While patients may prefer the "personal touch" of small neighborhood doctors' offices, integrated medical groups generally provide higher-quality care, according to an article in the Dec. 5, 2006 issue of Annals of Internal Medicine. Using data from a California HMO's quality report card, researchers compared the quality of care delivered by 119 integrated medical groups and IPAs. They looked at six HEDIS standards. The IMGs, with employed physicians practicing together in facilities owned and managed by the group, scored higher than the IPAs on four of the measures—screenings for cervical and breast cancer, chlamydia infection, and diabetic retinopathy.

Researchers speculate that centralized decision-making and the closer affiliations of the integrated groups might enable them to provide higher-quality care, at least for the types of medical services measured by the HMO's performance reports. In addition, they suggest that these groups may have more resources to invest in improving care and that younger doctors with the latest training might also be more likely to join them.

Are fees crushing your returns?

Investors are putting more money in 401(k) plans, but they can't easily figure out how much they're paying in fees, says a Government Accountability Office study. Participation in 401(k) plans rose from less than 8 million investors in the mid-1980s to about 47 million in 2005, with assets rising 20-fold, to more than $2 trillion. But plan sponsors distribute information in a scattershot fashion, forcing investors to sift through various documents to learn how much they're paying in fees. And those fees are important, because they eat away at retirement savings. According to the GAO, a 1 percentage point difference can cut investment returns by 17 percent over 20 years in a typical retirement scenario.

The three R's add up to savings

Encouraging youngsters to stay in school might help lower the nation's healthcare bill, says the Alliance for Excellent Education, a Washington, DC-based advocacy group whose mission is to have every child graduate. The Alliance argues that higher educational attainment improves a student's future income, occupational status, and social prestige, which contributes to improved individual health. Researchers estimate that the US could save $17.1 billion if every student in the class of 2005-2006 graduates from high school. They arrived at that figure by combining the lifetime costs of Medicaid and expenditures for uninsured care, then multiplying the total by the number of students who drop out of the nation's high schools. Alliance President Bob Wise says the study clearly shows that a high school diploma opens the door to physical as well as financial health.

Lots of points, but nowhere to fly

The number of airline seats available for frequent flier redemptions has dropped by an average of 11 percent since 2000 for six major carriers, says the inspector general for the Department of Transportation. At the same time, airlines are offering more ways to earn points, such as with credit card purchases, which is serving to lessen the value of each accumulated mile. To make matters worse, consumers can't effectively compare frequent flier programs because information on redemptions is difficult to find and virtually impossible to compare across airlines.

US Airways*


Where the living is free and easy

Tired of feeling on edge all the time? Then head for St. George, Utah, which is ranked the most secure town in the country by Farmers Insurance Group. The small city (population 104,000) got the highest spot in the third annual "Most Secure U.S. Places to Live" survey on the basis of crime statistics, job losses, weather, natural disasters, environmental hazards, and terrorism threats. The safest large city with 500,000 residents or more is the Boise-Nampa area in Idaho, while Las Cruces, NM, is the safest mid-size city.

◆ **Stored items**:
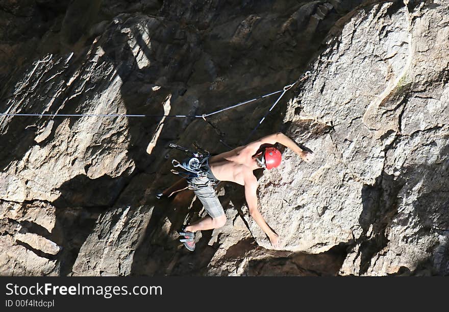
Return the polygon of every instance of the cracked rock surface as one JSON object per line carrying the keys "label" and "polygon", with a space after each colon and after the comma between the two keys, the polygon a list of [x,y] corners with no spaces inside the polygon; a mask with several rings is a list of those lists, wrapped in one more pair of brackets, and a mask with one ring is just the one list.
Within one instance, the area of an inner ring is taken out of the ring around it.
{"label": "cracked rock surface", "polygon": [[[449,274],[449,4],[433,1],[0,1],[0,275]],[[206,214],[169,143],[213,153],[282,131],[255,172],[275,250],[243,187]],[[278,95],[279,96],[279,95]],[[155,116],[156,115],[156,116]],[[221,140],[221,142],[220,142]]]}

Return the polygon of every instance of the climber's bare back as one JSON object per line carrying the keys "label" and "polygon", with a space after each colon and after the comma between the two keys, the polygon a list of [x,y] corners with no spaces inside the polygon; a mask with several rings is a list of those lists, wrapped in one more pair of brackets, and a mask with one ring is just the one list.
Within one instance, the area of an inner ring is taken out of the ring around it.
{"label": "climber's bare back", "polygon": [[258,143],[258,141],[253,142],[212,156],[209,158],[209,164],[213,175],[220,181],[229,181],[244,185],[245,176],[253,175],[253,170],[260,167],[252,157],[261,145]]}

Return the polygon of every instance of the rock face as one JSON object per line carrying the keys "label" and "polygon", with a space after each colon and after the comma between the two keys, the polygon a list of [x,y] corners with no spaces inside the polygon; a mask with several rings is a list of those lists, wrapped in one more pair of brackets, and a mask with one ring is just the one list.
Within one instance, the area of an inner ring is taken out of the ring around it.
{"label": "rock face", "polygon": [[[147,115],[0,116],[0,274],[449,274],[446,2],[0,9],[2,112]],[[161,116],[214,111],[306,70],[251,137],[279,95],[207,122]],[[220,153],[279,131],[315,155],[287,149],[256,172],[280,250],[228,183],[226,224],[186,251],[176,231],[206,213],[191,191],[156,198],[183,157],[167,144]]]}

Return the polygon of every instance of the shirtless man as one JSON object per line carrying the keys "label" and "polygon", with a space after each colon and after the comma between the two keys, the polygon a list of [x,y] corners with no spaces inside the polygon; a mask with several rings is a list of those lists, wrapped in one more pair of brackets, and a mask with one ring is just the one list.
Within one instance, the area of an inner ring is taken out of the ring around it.
{"label": "shirtless man", "polygon": [[[194,191],[209,214],[185,227],[180,232],[184,237],[181,241],[184,243],[189,250],[193,251],[195,249],[195,232],[220,228],[226,222],[226,215],[215,190],[212,186],[204,186],[208,180],[229,181],[243,185],[250,214],[268,236],[273,247],[279,248],[279,236],[268,226],[259,211],[256,194],[257,179],[253,173],[254,170],[261,167],[270,170],[279,165],[281,152],[273,147],[264,148],[266,146],[264,145],[273,145],[277,142],[291,149],[305,161],[309,162],[313,158],[312,152],[302,149],[288,137],[278,132],[244,146],[211,156],[206,164],[207,176],[195,178],[189,181],[191,185],[198,186]],[[170,194],[177,184],[179,182],[165,190],[163,194]]]}

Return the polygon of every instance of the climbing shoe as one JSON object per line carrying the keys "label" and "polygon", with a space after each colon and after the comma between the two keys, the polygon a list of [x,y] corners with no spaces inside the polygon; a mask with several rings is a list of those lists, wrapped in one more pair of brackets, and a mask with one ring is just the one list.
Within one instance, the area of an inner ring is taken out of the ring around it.
{"label": "climbing shoe", "polygon": [[193,232],[186,231],[185,227],[179,231],[178,233],[183,237],[180,239],[180,241],[184,243],[186,248],[190,251],[195,250],[195,233]]}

◆ **Task requirements**: From the news briefs, list every factor on which the "Most Secure U.S. Places to Live" survey based its rankings.

◆ **Output of the exercise**:
- Crime statistics
- Job losses
- Weather
- Natural disasters
- Environmental hazards
- Terrorism threats